>>>>

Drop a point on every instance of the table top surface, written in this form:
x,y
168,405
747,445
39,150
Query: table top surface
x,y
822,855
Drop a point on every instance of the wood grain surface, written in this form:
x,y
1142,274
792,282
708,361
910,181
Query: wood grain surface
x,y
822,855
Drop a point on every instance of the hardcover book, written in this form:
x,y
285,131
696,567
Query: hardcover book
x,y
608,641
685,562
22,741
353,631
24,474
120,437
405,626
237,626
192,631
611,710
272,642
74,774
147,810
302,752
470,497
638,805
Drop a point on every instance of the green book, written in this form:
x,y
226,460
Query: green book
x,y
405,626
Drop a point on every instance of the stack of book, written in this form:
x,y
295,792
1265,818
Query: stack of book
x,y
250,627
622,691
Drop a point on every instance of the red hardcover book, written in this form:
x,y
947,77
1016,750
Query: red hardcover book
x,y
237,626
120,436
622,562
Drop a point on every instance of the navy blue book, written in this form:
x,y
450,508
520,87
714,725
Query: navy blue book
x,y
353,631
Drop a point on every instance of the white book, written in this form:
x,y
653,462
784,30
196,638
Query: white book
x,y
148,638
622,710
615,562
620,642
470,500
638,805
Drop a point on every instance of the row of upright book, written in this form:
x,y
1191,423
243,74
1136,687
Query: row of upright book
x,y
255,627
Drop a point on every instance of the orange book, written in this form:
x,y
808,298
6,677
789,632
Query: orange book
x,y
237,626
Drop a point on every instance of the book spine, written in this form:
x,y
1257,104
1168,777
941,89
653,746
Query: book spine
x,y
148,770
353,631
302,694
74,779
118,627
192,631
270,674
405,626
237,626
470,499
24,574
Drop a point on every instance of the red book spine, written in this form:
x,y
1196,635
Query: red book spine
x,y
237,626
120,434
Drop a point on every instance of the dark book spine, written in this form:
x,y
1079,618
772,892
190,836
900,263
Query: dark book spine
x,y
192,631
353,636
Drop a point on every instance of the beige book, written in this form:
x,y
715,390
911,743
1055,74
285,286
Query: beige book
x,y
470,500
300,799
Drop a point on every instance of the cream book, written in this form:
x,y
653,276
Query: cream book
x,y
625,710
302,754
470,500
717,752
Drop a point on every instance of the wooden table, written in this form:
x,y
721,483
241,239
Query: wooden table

<<<<

• Exercise goal
Can you give every one of the rows above as a numbered list, one line per number, with blank lines left out?

• Solution to the exercise
1. Drop a point on every instance of the table top surface, written in this form:
2. x,y
3. 168,405
4. 747,445
5. 39,150
6. Query: table top surface
7. x,y
8. 822,855
9. Drop a point on every instance of the wood grain surface, written in this form:
10. x,y
11. 1142,274
12. 792,282
13. 708,361
14. 910,181
15. Query: wood grain surface
16. x,y
17. 822,855
18. Drop a point on every instance of the hardcover book, written in this form:
19. x,y
20. 285,131
21. 696,567
22. Query: hardcover book
23. x,y
24. 608,641
25. 685,562
26. 22,741
27. 353,631
28. 24,474
29. 120,437
30. 405,626
31. 237,626
32. 192,631
33. 611,710
34. 272,642
35. 74,774
36. 147,810
37. 302,752
38. 470,497
39. 638,805
40. Drop a point on every instance of the green book, written in this form:
41. x,y
42. 226,460
43. Query: green book
44. x,y
45. 405,626
46. Drop a point on every instance of the stack of book, written in this form:
47. x,y
48. 295,792
49. 1265,818
50. Query: stack of book
51. x,y
52. 250,627
53. 622,691
54. Drop a point on every instance of the red hardcover book, written in this form:
55. x,y
56. 947,77
57. 1016,750
58. Query: red hardcover book
59. x,y
60. 237,626
61. 120,436
62. 622,562
63. Drop a point on every instance of the navy blue book, written in this form:
64. x,y
65. 450,508
66. 520,87
67. 714,725
68. Query: navy blue book
69. x,y
70. 353,631
71. Drop a point on every instance of the white book, written in this form:
72. x,y
73. 653,462
74. 784,30
75. 196,638
76. Query: white book
77. x,y
78. 148,638
79. 622,710
80. 615,562
81. 620,642
82. 470,500
83. 638,805
84. Drop a point on every instance of the row of upright book, written in this form:
85. x,y
86. 1191,423
87. 243,74
88. 1136,687
89. Query: row of upright book
90. x,y
91. 255,627
92. Drop a point on every instance of the orange book, written in this form:
93. x,y
94. 808,298
95. 6,677
96. 789,632
97. Query: orange book
98. x,y
99. 237,626
100. Drop a point on every instance of the book spine, written in this form:
101. x,y
102. 1257,104
103. 1168,777
104. 941,89
105. 653,746
106. Query: book spine
107. x,y
108. 148,770
109. 353,631
110. 302,694
111. 74,779
112. 118,627
113. 192,631
114. 270,674
115. 405,626
116. 237,626
117. 470,499
118. 24,574
119. Drop a point on every instance of the red book spine, written in this form:
120. x,y
121. 1196,635
122. Query: red book spine
123. x,y
124. 237,626
125. 120,434
126. Drop a point on every instance of the dark book spine, written in this form:
127. x,y
128. 1079,618
129. 772,892
130. 190,836
131. 900,263
132. Query: dark book spine
133. x,y
134. 192,631
135. 353,636
136. Drop a point on every instance of the beige book, written in this form:
137. x,y
138. 715,390
139. 911,743
140. 1055,74
141. 285,286
142. Query: beige book
143. x,y
144. 470,500
145. 300,799
146. Drop a point on every instance of the cream book, written in this form:
147. x,y
148. 653,276
149. Query: cream book
150. x,y
151. 625,710
152. 302,754
153. 470,500
154. 717,752
155. Drop a point on every instance of the wooden table, written in this form:
156. x,y
157. 721,483
158. 241,239
159. Query: wooden table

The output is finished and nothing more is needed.